Worm towers: Nematodes build living structures that puzzle scientists
06-07-2025

Worm towers: Nematodes build living structures that puzzle scientists

Long believed to be confined to the lab, the bizarre and cooperative behavior of “worm towers” has now been documented in nature.

An international team of researchers has recorded the first direct evidence of nematodes forming vertical, living structures in decaying fruit in German orchards. It’s a phenomenon once thought to be mythical.

These living towers, built from worm bodies, act as a collective vehicle to reach new environments and improve survival under stress.

Worm towers step into nature

For years, scientists suspected that nematodes might build these structures in the wild, but evidence was lacking.

Although seen in labs and chambers, no one had documented them in the wild – until now. Researchers from the Max Planck Institute of Animal Behavior (MPI-AB) and the University of Konstanz have changed that.

“I was ecstatic when I saw these natural towers for the first time,” said Serena Ding, senior author and group leader at MPI-AB, recalling the moment a colleague shared video footage from the field.

“For so long natural worm towers existed only in our imaginations. But with the right equipment and lots of curiosity, we found them hiding in plain sight.”

Ryan Greenway, a technical assistant at MPI-AB, spent months scouring rotting apples and pears with a digital microscope in local orchards near the University of Konstanz. His patience paid off.

Work to complete ->
(a) Answer these questions using the worm towers article:
(i) In what setting did the researchers record nematodes forming towers?
(ii) Which two institutions did the researchers come from?
(iii) What instrument did Ryan Greenway use to search rotting apples and pears?
(b) Extract the passage of the worm towers article from "Although seen in" to "from the field.", copying it word for word.
The items have no connection to the worm towers article.

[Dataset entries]
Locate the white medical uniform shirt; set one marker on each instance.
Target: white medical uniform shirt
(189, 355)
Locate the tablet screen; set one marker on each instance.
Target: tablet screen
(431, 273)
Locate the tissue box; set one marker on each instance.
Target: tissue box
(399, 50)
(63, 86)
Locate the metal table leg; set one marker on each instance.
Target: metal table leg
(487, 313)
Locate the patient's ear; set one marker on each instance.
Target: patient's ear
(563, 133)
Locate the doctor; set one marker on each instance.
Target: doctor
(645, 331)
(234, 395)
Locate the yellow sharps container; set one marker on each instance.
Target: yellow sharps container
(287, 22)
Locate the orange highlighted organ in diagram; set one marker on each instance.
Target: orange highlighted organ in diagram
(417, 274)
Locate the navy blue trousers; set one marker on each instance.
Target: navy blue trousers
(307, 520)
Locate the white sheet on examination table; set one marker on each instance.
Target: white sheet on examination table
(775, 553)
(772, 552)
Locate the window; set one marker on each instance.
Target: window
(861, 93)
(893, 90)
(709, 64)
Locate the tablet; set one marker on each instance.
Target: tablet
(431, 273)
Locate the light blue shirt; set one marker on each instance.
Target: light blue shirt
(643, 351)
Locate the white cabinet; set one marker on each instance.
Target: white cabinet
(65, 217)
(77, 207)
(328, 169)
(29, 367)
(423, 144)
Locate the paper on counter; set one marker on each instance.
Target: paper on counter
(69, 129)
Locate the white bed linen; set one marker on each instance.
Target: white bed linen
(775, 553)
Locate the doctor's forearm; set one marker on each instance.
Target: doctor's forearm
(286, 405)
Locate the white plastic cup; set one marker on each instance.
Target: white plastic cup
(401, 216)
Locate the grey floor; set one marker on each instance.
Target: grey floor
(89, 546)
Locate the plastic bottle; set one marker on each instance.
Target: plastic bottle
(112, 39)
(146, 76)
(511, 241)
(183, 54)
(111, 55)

* * *

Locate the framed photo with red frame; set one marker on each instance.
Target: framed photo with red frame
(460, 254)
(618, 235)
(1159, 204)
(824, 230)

...

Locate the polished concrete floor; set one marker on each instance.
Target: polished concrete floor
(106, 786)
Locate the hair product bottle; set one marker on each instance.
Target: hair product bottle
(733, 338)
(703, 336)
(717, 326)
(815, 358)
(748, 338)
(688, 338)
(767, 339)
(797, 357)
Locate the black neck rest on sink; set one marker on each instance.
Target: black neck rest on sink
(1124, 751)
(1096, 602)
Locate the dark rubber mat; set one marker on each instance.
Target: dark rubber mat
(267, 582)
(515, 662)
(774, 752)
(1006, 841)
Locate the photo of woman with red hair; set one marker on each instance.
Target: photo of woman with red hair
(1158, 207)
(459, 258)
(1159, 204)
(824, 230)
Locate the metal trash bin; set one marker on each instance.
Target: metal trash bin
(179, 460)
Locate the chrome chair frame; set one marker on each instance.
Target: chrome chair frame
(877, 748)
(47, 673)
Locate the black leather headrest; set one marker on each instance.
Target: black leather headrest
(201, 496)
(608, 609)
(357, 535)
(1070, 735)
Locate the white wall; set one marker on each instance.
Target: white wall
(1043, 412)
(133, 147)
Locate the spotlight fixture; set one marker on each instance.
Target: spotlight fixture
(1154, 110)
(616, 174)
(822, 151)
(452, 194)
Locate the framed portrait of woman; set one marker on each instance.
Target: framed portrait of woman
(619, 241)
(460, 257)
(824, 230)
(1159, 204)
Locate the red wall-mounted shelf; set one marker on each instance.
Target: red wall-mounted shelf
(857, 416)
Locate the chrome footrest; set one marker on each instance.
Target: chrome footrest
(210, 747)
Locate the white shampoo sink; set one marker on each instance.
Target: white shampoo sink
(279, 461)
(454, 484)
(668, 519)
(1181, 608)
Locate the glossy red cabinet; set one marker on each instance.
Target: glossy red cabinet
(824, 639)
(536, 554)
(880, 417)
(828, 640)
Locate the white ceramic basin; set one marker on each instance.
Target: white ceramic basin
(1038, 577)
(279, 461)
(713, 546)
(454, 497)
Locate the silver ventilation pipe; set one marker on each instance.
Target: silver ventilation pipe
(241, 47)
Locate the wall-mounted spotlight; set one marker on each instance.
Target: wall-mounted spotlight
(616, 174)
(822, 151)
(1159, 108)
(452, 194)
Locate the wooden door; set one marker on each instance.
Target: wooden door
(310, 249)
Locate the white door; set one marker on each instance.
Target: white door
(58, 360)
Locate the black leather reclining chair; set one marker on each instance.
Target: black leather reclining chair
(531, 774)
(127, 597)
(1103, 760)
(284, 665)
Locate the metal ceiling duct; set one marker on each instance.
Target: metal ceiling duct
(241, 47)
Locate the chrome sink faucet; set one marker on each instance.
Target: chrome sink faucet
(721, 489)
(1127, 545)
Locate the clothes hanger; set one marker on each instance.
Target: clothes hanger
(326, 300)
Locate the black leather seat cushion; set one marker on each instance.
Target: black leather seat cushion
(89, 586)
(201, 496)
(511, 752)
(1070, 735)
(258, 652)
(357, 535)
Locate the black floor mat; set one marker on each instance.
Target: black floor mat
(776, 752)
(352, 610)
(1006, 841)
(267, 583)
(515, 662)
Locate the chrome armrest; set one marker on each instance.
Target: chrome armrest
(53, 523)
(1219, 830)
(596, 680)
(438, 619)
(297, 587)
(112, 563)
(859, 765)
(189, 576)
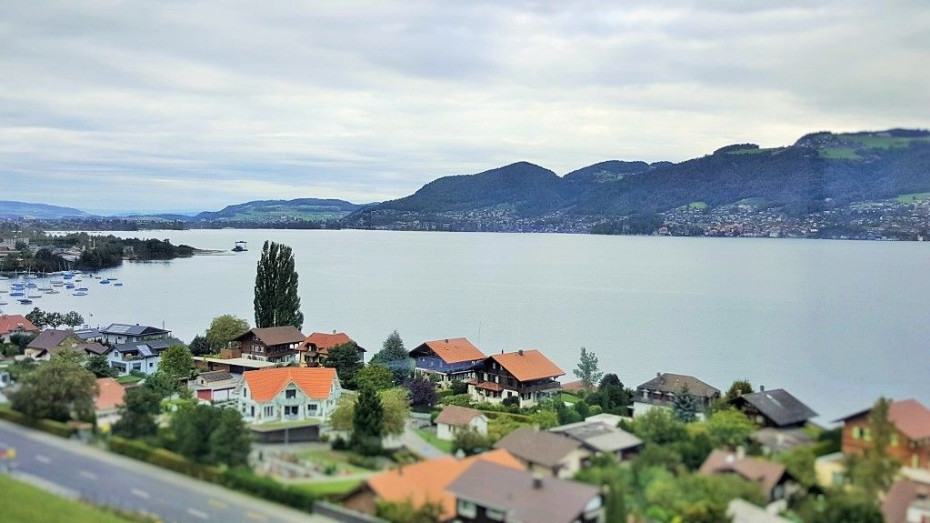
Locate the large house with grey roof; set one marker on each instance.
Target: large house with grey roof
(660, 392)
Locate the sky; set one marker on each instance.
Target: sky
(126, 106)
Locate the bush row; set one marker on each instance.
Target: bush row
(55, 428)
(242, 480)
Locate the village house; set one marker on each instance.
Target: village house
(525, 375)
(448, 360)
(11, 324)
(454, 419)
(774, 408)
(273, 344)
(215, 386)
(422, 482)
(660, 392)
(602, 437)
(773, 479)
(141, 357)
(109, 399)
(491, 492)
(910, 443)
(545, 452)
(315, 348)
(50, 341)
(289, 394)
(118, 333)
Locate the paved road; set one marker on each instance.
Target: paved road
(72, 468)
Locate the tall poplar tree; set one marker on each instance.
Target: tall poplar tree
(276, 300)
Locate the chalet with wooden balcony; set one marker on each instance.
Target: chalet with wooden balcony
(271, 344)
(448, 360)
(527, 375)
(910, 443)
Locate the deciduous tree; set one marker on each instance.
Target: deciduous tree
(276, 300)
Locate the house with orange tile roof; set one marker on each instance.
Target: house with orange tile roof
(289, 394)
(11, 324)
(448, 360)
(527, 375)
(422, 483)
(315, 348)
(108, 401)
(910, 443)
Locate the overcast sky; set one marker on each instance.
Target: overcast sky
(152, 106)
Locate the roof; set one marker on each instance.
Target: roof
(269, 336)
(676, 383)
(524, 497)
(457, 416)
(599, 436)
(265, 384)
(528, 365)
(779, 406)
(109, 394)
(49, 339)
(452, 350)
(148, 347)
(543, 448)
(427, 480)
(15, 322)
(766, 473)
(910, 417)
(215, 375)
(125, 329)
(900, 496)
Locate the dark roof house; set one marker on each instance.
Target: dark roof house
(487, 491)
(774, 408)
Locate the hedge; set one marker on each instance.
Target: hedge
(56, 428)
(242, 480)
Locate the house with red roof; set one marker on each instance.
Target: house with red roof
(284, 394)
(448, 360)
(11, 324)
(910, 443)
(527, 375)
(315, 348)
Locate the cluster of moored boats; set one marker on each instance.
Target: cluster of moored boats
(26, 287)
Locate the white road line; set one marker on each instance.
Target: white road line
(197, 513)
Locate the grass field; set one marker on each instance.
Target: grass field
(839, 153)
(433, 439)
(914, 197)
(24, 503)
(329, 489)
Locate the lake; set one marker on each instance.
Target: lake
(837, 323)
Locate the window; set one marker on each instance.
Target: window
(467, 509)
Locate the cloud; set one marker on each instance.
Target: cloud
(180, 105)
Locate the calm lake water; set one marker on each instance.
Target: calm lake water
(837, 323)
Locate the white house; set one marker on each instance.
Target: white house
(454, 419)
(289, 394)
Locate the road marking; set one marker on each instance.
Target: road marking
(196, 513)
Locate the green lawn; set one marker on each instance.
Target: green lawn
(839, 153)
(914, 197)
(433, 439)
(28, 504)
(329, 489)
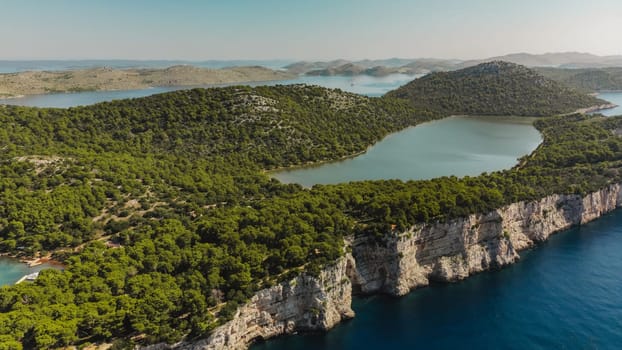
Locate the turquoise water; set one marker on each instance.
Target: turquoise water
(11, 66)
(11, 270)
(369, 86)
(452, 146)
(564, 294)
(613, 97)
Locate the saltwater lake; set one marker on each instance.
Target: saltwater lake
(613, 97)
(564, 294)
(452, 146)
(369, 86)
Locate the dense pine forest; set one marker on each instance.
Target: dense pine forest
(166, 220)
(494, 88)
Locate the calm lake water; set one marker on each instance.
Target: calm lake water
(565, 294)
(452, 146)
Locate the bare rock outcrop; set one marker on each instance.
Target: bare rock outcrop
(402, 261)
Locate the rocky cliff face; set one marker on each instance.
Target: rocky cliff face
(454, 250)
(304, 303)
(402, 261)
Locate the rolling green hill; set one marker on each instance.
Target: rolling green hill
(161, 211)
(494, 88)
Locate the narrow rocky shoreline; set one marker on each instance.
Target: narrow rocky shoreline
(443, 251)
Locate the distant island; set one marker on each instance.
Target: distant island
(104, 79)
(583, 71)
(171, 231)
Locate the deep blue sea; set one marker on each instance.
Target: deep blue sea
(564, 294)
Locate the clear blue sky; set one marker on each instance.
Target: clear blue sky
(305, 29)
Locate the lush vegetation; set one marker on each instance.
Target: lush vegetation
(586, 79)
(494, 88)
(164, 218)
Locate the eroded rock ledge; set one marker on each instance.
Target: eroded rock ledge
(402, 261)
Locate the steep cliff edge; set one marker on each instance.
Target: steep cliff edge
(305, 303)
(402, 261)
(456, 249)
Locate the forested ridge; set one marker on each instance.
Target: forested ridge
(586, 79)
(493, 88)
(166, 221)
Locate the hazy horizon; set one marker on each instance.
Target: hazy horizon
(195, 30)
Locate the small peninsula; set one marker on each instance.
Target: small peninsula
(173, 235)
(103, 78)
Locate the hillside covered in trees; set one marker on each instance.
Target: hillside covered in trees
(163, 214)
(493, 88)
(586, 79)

Answers to the exercises ->
(a)
(i) In decaying fruit in German orchards.
(ii) The Max Planck Institute of Animal Behavior (MPI-AB) and the University of Konstanz.
(iii) A digital microscope.

(b)
Although seen in labs and chambers, no one had documented them in the wild – until now. Researchers from the Max Planck Institute of Animal Behavior (MPI-AB) and the University of Konstanz have changed that.

“I was ecstatic when I saw these natural towers for the first time,” said Serena Ding, senior author and group leader at MPI-AB, recalling the moment a colleague shared video footage from the field.